- **Given information**:
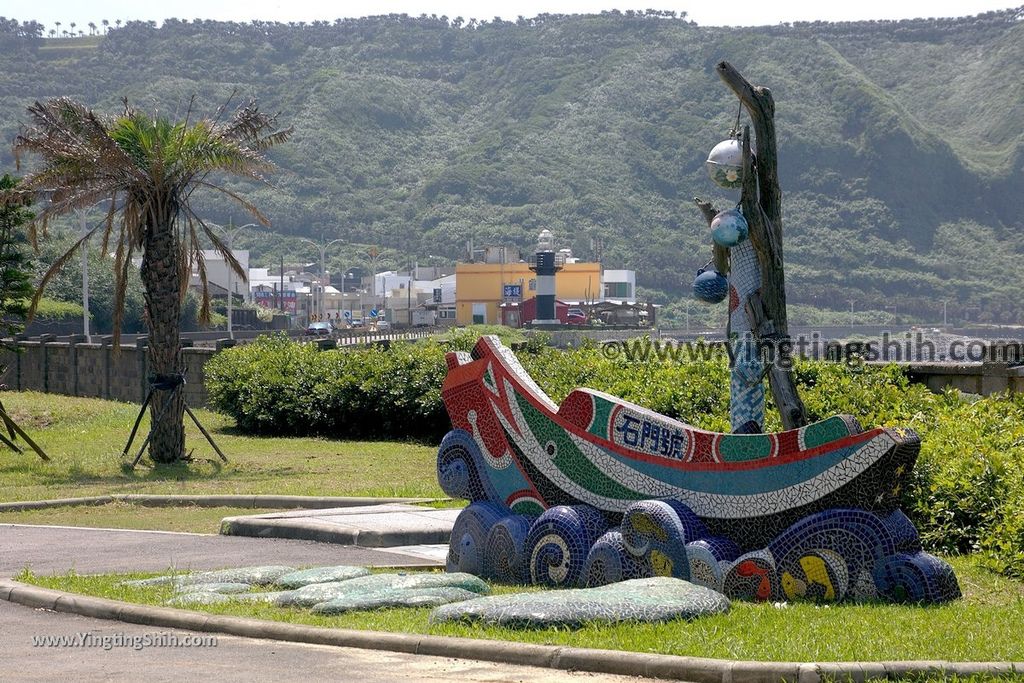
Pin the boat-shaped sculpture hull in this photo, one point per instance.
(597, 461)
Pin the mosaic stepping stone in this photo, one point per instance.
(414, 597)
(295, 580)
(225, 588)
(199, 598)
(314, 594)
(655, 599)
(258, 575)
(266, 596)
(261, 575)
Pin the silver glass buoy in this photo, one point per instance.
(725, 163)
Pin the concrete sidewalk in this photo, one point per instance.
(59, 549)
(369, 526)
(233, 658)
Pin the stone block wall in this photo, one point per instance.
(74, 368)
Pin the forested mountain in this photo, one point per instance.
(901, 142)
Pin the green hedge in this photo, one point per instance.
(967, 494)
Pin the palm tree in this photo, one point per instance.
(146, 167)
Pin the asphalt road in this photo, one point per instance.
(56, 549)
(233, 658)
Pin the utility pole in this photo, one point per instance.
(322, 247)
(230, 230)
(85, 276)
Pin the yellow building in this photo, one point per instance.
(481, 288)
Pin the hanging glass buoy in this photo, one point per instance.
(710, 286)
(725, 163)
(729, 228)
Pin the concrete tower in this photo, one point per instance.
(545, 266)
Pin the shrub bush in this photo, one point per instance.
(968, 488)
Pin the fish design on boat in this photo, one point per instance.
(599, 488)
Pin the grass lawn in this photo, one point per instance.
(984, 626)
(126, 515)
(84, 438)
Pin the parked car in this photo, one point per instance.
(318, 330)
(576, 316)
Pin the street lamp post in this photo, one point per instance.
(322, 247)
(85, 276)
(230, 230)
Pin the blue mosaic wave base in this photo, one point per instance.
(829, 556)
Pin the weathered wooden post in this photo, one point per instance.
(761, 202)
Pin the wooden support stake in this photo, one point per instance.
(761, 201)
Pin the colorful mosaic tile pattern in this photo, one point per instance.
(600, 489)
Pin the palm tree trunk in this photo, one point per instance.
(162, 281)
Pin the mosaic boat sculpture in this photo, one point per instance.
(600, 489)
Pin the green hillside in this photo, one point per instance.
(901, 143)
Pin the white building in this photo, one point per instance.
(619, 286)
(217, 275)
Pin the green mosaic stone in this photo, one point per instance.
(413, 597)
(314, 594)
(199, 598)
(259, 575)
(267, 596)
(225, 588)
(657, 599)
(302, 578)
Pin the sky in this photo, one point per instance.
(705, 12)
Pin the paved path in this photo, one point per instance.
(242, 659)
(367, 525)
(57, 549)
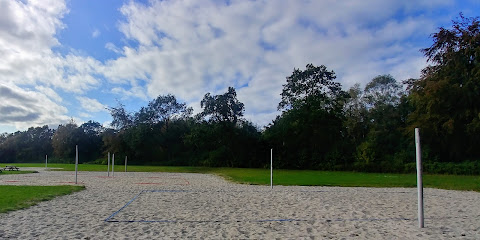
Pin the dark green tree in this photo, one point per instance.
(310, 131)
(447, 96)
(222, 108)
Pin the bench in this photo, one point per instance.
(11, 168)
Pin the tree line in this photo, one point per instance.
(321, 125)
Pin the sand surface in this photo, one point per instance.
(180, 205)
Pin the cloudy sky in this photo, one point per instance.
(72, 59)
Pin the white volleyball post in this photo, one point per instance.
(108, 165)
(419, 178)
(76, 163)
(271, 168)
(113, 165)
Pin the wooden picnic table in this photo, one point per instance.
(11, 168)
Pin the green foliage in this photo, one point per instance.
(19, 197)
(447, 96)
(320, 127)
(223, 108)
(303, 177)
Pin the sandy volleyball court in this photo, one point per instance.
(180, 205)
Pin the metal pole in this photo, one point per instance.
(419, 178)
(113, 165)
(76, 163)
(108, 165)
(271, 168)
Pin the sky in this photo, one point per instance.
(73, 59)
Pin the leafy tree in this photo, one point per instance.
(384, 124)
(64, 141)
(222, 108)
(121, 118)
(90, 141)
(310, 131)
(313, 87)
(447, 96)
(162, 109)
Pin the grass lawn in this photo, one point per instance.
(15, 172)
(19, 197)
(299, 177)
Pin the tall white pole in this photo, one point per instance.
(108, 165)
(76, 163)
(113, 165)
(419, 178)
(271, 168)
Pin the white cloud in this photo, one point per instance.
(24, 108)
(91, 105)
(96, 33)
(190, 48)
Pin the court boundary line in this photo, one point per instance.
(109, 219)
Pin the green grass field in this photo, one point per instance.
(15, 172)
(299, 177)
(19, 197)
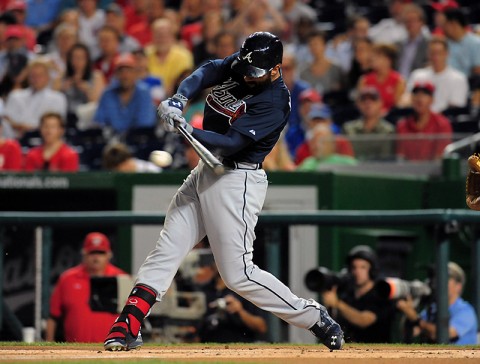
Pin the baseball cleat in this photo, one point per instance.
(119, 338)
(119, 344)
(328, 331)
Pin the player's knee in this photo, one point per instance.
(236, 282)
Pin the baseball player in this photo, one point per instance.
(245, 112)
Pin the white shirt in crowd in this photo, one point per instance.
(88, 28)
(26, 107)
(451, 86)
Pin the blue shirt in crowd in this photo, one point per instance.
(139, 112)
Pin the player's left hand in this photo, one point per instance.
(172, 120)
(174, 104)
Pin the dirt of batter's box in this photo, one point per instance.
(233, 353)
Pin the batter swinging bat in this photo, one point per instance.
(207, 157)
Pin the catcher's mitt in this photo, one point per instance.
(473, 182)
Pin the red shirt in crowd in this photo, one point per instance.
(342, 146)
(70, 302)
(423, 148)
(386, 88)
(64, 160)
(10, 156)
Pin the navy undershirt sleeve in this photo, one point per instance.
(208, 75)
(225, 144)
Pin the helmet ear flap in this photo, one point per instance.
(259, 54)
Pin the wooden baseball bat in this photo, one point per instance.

- **Instructions to follow**: Output exactly the lines between the one containing "Pin the dirt" and the final line above, both inclusive.

- **Answer space**:
Pin the dirt of batter's box in this photo, one point per instance.
(233, 353)
Pin the batter swinging bat in this photo, one point per instance.
(207, 157)
Pin the catcher's mitt in this photo, one point per instance.
(473, 182)
Pin the red shirt in crowd in this photo, one point per instance.
(342, 146)
(70, 302)
(423, 148)
(386, 88)
(64, 160)
(10, 156)
Pin the navy undershirt sleeve in this photo, one point per instance.
(208, 75)
(225, 144)
Pin the helmet ear flap in this photo, one point per instance.
(259, 54)
Pin the wooden baseball bat in this photo, one point per instance.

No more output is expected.